SAN FRANCISCO, June 30, 2010 /PRNewswire via COMTEX/ —
Digital Realty Trust, Inc. (the “Company”) (NYSE:DLR, news, filings) announced today that its operating partnership subsidiary, Digital Realty Trust, L.P. (the “Operating Partnership”), intends to commence a private placement of Notes due 2015 (the “Notes”), subject to market and other customary conditions. The Notes will be senior unsecured obligations of the Operating Partnership and will be fully and unconditionally guaranteed by the Company. The interest rate and offering price are to be determined by negotiations between the Operating Partnership and the initial purchasers of the Notes.
The Operating Partnership intends to use the net proceeds from the offering to fund a portion of the acquisition of a five-property data center portfolio located in California, Arizona and Virginia, which it refers to as the Rockwood Capital/365 Main Portfolio, or to acquire additional properties, to fund development and redevelopment opportunities and for general working capital purposes, including potentially for the repurchase, redemption or retirement of outstanding debt or preferred securities.
The Notes will be sold to qualified institutional buyers in reliance on Rule 144A under the Securities Act of 1933, as amended (the “Securities Act”), and outside the United States in reliance on Regulation S under the Securities Act. The Notes have not been registered under the Securities Act or any state securities laws and may not be offered or sold in the United States absent registration or an applicable exemption from registration requirements. This release shall not constitute an offer to sell or a solicitation of an offer to buy any of these securities, nor shall it constitute an offer, solicitation or sale in any jurisdiction in which such offer, solicitation or sale is unlawful.

Extracted entries:
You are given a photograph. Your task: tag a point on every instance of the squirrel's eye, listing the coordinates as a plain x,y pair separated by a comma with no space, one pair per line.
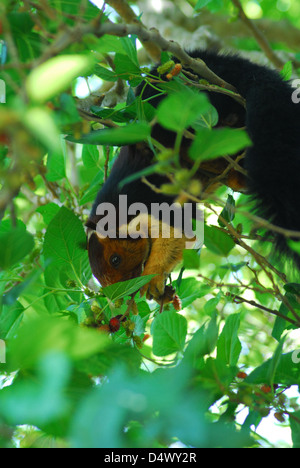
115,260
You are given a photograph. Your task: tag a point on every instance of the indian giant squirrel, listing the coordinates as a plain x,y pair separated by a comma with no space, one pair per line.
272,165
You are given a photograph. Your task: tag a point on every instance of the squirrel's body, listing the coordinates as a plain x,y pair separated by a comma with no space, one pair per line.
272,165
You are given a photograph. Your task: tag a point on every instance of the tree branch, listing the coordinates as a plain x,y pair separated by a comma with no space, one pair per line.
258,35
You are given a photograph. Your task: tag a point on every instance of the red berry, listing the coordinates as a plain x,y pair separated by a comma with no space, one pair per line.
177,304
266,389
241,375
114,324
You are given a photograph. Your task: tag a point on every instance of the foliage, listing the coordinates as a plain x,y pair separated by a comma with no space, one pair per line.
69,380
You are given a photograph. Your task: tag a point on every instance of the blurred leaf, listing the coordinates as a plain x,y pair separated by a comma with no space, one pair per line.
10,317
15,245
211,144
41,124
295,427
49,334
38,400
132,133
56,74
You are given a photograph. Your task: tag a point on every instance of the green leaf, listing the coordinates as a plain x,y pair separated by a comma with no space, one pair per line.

==

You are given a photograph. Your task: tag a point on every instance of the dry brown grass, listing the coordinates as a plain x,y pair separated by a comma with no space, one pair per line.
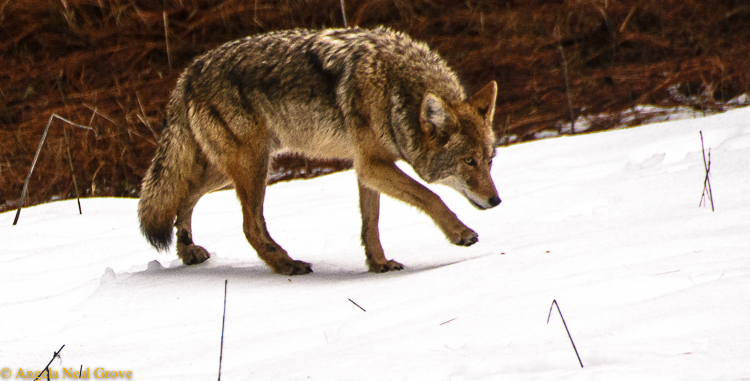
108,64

...

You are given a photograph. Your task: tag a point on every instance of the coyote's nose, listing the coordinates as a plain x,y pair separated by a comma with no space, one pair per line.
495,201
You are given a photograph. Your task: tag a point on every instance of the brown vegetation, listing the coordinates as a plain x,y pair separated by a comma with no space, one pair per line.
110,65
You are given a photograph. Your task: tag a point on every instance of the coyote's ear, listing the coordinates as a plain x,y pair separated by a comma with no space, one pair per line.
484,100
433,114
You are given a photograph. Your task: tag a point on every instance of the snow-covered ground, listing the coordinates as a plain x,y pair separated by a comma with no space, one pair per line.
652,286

Work to do:
a) Translate this sentence from the Digital Realty press release into Spanish: "The Notes will be senior unsecured obligations of the Operating Partnership and will be fully and unconditionally guaranteed by the Company."
b) Carry on the Digital Realty press release with the paragraph that would follow its final sentence.

Replies:
a) Los Bonos serán obligaciones sénior no garantizadas de la Sociedad Operativa y estarán garantizados de forma plena e incondicional por la Compañía.

b)
This press release contains forward-looking statements, including statements related to the offering and the expected use of the net proceeds, which are based on current expectations, forecasts and assumptions that involve risks and uncertainties that could cause actual outcomes and results to differ materially. These risks and uncertainties are further described in the reports and other filings by the Company and the Operating Partnership with the United States Securities and Exchange Commission, including the Company’s annual report on Form 10-K for the year ended December 31, 2009, the Company’s quarterly report on Form 10-Q for the quarter ended March 31, 2010 and the Operating Partnership’s Form 10 filed on June 25, 2010. The Company disclaims any intention or obligation to update or revise any forward-looking statements, whether as a result of new information, future events or otherwise.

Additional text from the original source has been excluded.